EXERCISE TASKS
A) Retype the whole article on Luno the White Stallion word for word.
B) Lay out the records as a numbered list, starting at the line that contains "Reviewer note: confirm that each instance of the wooden" and ending at the final line of the records, with blank lines left out. Give only those lines.

SOURCE EXCERPT
** START **

= Luno the White Stallion =

Terrytoons cartoon character

Luno the White Stallion is a Terrytoons cartoon character (1963 to 1965). The series of cartoons centered on a little boy, Tim, who had a toy horse of marble white, Luno. Luno would come alive and whisk him off on adventures in far off lands when Tim said the words, "Oh winged horse of marble white, take me on a magic flight". The series was produced by William Weiss, and directed by Connie Rasinski and Arthur Bartsch.

Six Luno shorts were released theatrically; eleven further shorts aired as backup segments in the Terrytoons television shows The Astronut Show and Deputy Dawg. Five of the shorts produced for The Astronut Show were later released theatrically in the mid-1970s.

==Cast==
- Bob McFadden - Luno the White Stallion
- Norma MacMillan and Dayton Allen - Tim

==Episodes==
Theatrical releases:
- The Missing Genie (Apr 1963)

** END **

RECORDED INFORMATION

** START **

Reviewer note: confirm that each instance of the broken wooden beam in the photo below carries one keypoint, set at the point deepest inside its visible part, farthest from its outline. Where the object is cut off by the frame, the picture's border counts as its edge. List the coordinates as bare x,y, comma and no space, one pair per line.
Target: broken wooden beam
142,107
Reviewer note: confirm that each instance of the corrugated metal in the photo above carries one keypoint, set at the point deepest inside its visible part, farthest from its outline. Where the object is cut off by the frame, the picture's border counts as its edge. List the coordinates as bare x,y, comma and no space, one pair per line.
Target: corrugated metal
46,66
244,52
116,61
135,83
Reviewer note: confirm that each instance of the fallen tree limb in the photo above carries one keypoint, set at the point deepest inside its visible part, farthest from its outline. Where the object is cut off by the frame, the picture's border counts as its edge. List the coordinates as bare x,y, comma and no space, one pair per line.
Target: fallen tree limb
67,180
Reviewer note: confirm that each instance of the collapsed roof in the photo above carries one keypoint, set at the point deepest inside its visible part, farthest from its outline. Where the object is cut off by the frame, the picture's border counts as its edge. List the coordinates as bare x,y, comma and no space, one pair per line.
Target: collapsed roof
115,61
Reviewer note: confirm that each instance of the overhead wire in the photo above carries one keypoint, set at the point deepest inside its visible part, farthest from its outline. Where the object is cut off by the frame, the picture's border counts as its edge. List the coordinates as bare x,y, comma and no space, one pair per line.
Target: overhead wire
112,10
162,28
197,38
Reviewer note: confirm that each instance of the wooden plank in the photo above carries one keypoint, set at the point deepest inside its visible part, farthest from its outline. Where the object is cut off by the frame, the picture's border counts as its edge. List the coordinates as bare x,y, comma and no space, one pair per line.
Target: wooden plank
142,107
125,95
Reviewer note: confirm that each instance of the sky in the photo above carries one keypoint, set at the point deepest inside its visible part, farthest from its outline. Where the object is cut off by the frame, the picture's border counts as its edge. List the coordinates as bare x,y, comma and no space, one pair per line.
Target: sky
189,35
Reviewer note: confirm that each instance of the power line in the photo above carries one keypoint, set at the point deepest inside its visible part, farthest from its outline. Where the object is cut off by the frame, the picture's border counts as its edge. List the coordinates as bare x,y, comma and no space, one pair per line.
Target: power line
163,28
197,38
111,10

** END **

RESULTS FOR EACH TASK
A)
= Luno the White Stallion =

Terrytoons cartoon character

Luno the White Stallion is a Terrytoons cartoon character (1963 to 1965). The series of cartoons centered on a little boy, Tim, who had a toy horse of marble white, Luno. Luno would come alive and whisk him off on adventures in far off lands when Tim said the words, "Oh winged horse of marble white, take me on a magic flight". The series was produced by William Weiss, and directed by Connie Rasinski and Arthur Bartsch.

Six Luno shorts were released theatrically; eleven further shorts aired as backup segments in the Terrytoons television shows The Astronut Show and Deputy Dawg. Five of the shorts produced for The Astronut Show were later released theatrically in the mid-1970s.

==Cast==
- Bob McFadden - Luno the White Stallion
- Norma MacMillan and Dayton Allen - Tim

==Episodes==
Theatrical releases:
- The Missing Genie (Apr 1963)

B)
1. Reviewer note: confirm that each instance of the wooden plank in the photo above carries one keypoint, set at the point deepest inside its visible part, farthest from its outline. Where the object is cut off by the frame, the picture's border counts as its edge. List the coordinates as bare x,y, comma and no space, one pair per line.
2. Target: wooden plank
3. 142,107
4. 125,95
5. Reviewer note: confirm that each instance of the sky in the photo above carries one keypoint, set at the point deepest inside its visible part, farthest from its outline. Where the object is cut off by the frame, the picture's border counts as its edge. List the coordinates as bare x,y, comma and no space, one pair per line.
6. Target: sky
7. 189,35
8. Reviewer note: confirm that each instance of the power line in the photo above carries one keypoint, set at the point deepest inside its visible part, farthest from its outline. Where the object is cut off by the frame, the picture's border counts as its edge. List the coordinates as bare x,y, comma and no space, one pair per line.
9. Target: power line
10. 163,28
11. 197,38
12. 111,10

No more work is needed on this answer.